==== Source document ====

Given the root of a binary search tree (BST), you are asked to transform the tree into a Greater Sum Tree (GST). In the resulting tree, every node's value is replaced by the sum of all values greater than or equal to that node's value in the original BST.

Formally, for each node with value val in the BST, its new value should be the sum of all node values in the BST that are greater than or equal to val.

Constraints:

  • The input is a valid BST (all left descendants are less, all right descendants are greater).
  • All node values are unique integers.
  • You must modify the tree in-place and return its root.

Thought Process

To solve this problem, let's first consider what it means to replace each node with the sum of all greater or equal values. In a BST, an in-order traversal (left-root-right) gives us nodes in ascending order, but we want to accumulate from the largest to the smallest. This suggests we should traverse the tree in reverse in-order (right-root-left).

A brute-force approach might be, for each node, to search the entire tree and sum all values greater or equal to it. However, this would be very inefficient, especially for large trees.

Instead, we can use the BST properties to visit nodes in descending order and keep a running sum as we go, updating each node's value in-place. This avoids redundant work and leverages the sorted nature of the BST.

==== Dataset ====

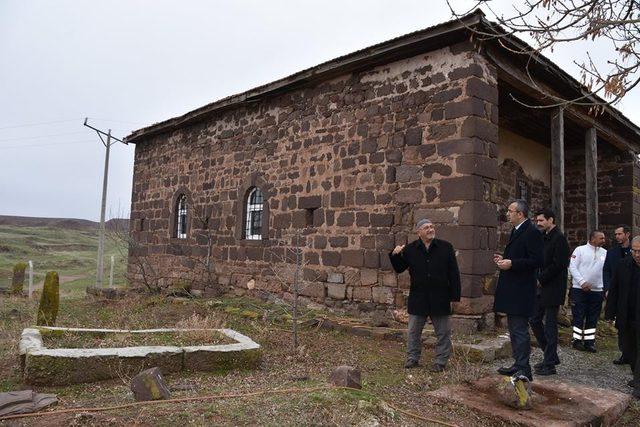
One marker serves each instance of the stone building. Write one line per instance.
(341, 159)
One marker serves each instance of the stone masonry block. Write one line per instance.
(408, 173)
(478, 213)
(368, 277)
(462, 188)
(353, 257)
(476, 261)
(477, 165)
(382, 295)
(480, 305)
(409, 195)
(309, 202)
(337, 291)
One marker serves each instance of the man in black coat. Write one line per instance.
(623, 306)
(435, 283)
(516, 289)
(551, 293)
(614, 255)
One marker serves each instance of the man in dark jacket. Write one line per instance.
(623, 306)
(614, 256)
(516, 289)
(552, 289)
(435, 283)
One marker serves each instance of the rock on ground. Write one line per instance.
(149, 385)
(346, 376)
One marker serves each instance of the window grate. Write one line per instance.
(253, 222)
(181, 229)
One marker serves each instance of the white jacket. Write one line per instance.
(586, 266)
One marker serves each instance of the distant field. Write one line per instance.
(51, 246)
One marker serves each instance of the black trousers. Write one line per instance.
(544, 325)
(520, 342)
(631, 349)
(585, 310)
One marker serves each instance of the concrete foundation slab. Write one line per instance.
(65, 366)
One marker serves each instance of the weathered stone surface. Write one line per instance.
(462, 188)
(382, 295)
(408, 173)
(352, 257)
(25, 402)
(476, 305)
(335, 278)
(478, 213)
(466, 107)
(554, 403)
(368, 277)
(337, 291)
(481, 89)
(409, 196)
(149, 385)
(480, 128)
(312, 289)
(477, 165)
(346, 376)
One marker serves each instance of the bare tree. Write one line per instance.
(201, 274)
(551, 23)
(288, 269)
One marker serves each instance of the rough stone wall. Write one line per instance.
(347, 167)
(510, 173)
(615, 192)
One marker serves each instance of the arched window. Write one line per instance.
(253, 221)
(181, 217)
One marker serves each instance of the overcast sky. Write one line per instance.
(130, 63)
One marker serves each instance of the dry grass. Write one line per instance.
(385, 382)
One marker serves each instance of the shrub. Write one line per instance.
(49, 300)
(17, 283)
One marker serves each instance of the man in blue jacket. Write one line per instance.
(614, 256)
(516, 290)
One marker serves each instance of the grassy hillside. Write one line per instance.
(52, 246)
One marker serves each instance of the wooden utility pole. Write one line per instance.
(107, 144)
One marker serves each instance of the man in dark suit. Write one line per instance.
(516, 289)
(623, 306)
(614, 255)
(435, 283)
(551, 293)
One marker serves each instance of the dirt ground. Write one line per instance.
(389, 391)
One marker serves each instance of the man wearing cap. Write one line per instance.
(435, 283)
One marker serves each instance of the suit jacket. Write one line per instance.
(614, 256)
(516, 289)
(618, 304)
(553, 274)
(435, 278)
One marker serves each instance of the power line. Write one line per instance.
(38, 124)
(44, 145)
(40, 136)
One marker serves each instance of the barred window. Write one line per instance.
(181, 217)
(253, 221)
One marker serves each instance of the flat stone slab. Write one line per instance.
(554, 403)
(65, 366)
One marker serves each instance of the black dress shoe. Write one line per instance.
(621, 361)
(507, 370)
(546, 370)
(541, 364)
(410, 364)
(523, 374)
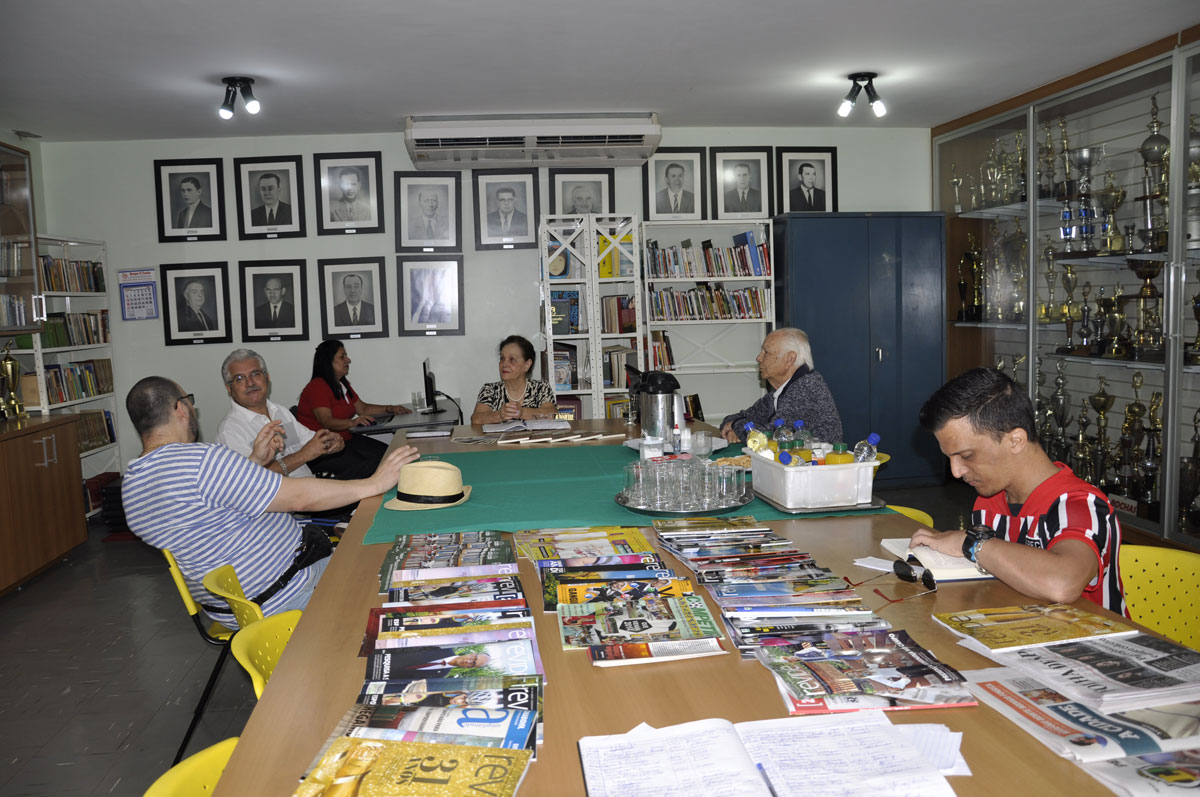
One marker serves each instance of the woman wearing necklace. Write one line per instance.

====
==== Dataset ====

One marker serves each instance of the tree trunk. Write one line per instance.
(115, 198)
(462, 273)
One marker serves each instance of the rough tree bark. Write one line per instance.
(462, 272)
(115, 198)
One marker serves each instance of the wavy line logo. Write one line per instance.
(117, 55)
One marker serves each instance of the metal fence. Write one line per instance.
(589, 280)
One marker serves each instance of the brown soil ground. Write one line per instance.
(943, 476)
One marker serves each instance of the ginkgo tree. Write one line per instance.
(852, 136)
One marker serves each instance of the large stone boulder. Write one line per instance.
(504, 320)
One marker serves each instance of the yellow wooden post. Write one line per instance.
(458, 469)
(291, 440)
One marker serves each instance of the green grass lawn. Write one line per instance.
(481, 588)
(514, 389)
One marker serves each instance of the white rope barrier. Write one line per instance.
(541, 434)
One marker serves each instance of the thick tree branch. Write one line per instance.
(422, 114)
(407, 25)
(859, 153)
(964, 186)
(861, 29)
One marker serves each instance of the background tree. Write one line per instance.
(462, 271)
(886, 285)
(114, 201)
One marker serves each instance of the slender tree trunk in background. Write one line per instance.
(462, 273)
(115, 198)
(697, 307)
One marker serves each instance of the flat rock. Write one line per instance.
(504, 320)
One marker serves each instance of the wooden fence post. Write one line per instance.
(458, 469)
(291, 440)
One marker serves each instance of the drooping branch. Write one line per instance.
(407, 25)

====
==== Dataset ====

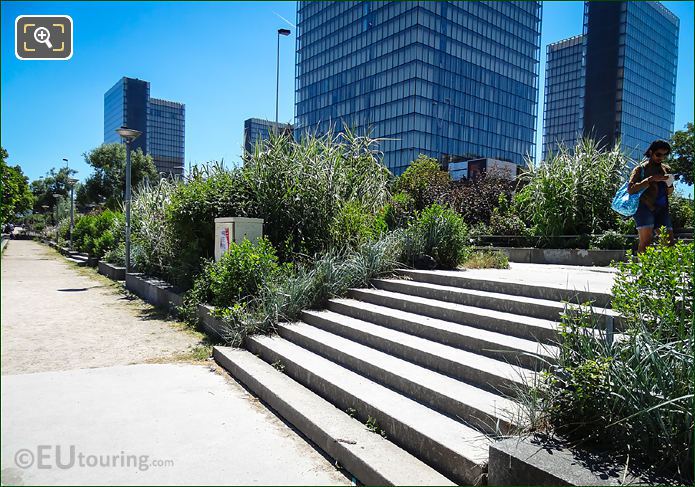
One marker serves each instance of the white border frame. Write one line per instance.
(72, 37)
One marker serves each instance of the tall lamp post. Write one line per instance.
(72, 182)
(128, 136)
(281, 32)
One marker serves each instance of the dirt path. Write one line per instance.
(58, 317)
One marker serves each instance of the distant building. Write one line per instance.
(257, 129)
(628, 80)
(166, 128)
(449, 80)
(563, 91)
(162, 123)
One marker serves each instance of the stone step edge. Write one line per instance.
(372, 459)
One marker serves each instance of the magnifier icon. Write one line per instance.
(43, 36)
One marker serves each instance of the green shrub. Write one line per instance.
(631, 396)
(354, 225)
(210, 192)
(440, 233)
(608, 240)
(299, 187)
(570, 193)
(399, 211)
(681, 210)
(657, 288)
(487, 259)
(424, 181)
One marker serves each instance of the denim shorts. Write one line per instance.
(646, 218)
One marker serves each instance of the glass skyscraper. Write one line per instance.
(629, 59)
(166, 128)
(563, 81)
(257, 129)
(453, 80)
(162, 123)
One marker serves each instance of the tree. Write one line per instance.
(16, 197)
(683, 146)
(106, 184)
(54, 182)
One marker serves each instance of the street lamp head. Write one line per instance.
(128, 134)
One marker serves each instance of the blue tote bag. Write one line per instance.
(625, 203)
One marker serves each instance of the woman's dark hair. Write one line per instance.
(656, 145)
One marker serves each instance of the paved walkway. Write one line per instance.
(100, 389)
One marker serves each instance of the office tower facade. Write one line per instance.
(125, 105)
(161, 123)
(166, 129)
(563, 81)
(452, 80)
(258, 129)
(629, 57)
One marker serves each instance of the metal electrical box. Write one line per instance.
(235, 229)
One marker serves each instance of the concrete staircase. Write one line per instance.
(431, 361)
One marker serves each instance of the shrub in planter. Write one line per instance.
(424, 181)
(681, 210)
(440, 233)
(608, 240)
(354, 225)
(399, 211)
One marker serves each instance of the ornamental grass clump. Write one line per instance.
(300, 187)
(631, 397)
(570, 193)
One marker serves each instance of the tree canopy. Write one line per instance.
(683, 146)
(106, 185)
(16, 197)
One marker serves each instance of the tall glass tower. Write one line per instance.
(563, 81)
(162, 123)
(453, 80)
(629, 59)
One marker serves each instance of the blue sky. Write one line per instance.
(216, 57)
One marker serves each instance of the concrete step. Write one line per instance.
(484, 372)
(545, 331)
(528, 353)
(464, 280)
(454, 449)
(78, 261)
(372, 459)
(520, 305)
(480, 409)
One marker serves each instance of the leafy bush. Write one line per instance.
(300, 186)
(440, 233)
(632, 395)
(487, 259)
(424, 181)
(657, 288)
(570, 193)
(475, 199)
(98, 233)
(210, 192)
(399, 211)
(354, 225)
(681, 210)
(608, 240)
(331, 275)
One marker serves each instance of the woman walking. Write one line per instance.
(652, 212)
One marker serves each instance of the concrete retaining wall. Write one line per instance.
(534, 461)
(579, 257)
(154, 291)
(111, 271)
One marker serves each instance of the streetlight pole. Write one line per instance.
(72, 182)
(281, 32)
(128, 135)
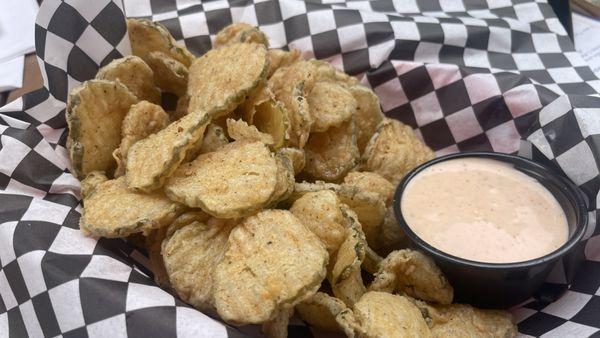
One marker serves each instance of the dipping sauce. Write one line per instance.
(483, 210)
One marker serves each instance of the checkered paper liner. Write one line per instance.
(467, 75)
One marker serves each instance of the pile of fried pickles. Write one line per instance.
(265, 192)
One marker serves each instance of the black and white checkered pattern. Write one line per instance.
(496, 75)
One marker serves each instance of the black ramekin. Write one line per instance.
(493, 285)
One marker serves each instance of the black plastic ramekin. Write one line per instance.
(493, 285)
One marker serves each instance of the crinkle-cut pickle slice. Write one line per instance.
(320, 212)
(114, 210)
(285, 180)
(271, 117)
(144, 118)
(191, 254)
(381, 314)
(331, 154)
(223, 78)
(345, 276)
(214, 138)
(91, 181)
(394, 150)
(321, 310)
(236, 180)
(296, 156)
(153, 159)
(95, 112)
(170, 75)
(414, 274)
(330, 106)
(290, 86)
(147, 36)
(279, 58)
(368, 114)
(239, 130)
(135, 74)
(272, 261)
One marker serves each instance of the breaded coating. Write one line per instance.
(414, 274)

====

Set of tasks:
1) Summarize the problem description on converting a binary search tree into a Greater Sum Tree in two sentences.
2) How many lines in the entries contain the string "checkered"? Reply with the number alone.

Results:
1) Each node of a binary search tree must be modified in place so that its value becomes the sum of all values in the original tree that are greater than or equal to it, and the root is then returned. Since an in-order traversal yields ascending order, a reverse in-order traversal (right-root-left) visits nodes from largest to smallest, so a running sum can update each node and avoid the inefficient brute-force approach of searching the whole tree for every node.

2) 2